ASSIGNED TASK A >>
Answer these questions from the text below on software security and hackers, one line each, marked (i), (ii), (iii):
(i) Which two companies does the text say deliver updates fairly transparently to the user?
(ii) How long did it take for Apple's fix to be circumvented?
(iii) What term does the writer propose for the criminal group?
ASSIGNED TASK B >> The text below on software security and hackers names the kinds of criminals the writer would put in their own separate group. List every kind it names.

The only thing software companies can do is be proactive in releasing frequent free and hopefully automatic updates. Microsoft and most Linux distributions have done this for years, Adobe has started recently, Mozilla and Google do this fairly transparently to the user. Apple and Cisco? Not so much.

<Apple Rant>

Apple has long marketed the idea of being virus free. This fact was true but only due to market segmentation, and not for Apple having more or better security.In fact it has long been stated that Apple's OSX was less secure than the Microsoft Windows platform that they were sucker-punching. They simply enjoyed being a less attractive attack vector due to their much smaller market share. Obviously it's easier to find unsuspecting victims in a more crowded space than a sparse one. Now that OSX has been attacked, they have actually told employees not to assist with removing the infection that they lulled their users into believing was impossible.

To their credit they released a fix. However the fix was circumvented within 8 hours.

Welcome to the real world Apple, now try not to alienate all your new users by dropping the ball like this next time.

</Apple Rant>


Eventually new exploits are found, some even disclosed to the company who owns the faulty software to give them time to fix the problem, by none other than 'hackers'. Others are exploited for criminal uses like identity theft by people commonly referred to as 'hackers'.

Fixing the problem

Obviously there is no solution to end hackers (crackers, cyber-criminals, et al...), and as I have stated above, hackers (enthusiasts, curious geeks, et al...) are often responsible for fixing security problems in software thus worsening our overall computer security by ending them. So it would seem that we need to fix the language as a primary goal, if we could all agree that hackers are the benign group of enthusiasts who like to figure out what makes it work, and that crackers, phishers, spammers, script kiddies, and other such criminals are in their own separate group (I'd like to invent the term phrackers for all of them in a tribute to the original 2600 'phone phreaks' who were eventually arrested for Toll Fraud phor phiguring out how to phuck the phone companies out of long-distance phees).

Enter the Phracker

Then the war can become the Hackers v the Phrackers, sure it's a cat and mouse game that never ends, sure the bad guys are always one step ahead of the good guys. But the Hackers catch up quickly, and both sides have to stay sharp or step aside. All this leads to more innovation, less sloppy coding, and hopefully less bugs or holes in the future... At least that is the theory that they'll see it as more profitable to not have to keep wasting resources on fixing things they've already sold for free.

The phackers are known to start out as innovative, loose-knit organizations with decentralized leadership which are opposite traits from Military units. This is the same reason the U.S. Military has had such problems with the al Qaeda, there is no head to sever. Hackers tend to find themselves in similar decentralized innovative, loose-knit groups making them a good counter-weight.

DATA EXCERPTS >>

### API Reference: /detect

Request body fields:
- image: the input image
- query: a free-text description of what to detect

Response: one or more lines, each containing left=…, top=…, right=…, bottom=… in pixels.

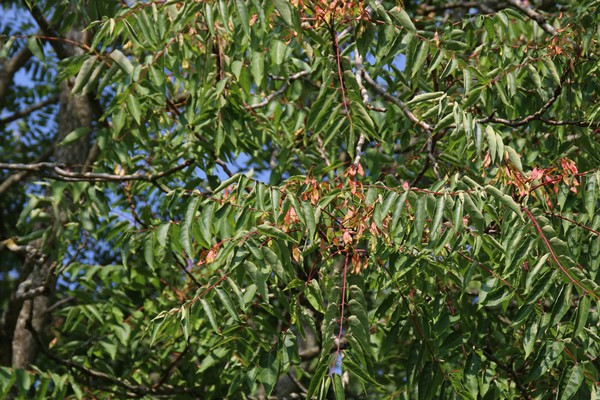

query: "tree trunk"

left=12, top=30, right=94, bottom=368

EXERCISE RESPONSE A >>
(i) Mozilla and Google
(ii) Within 8 hours
(iii) Phrackers

EXERCISE RESPONSE B >>
crackers
phishers
spammers
script kiddies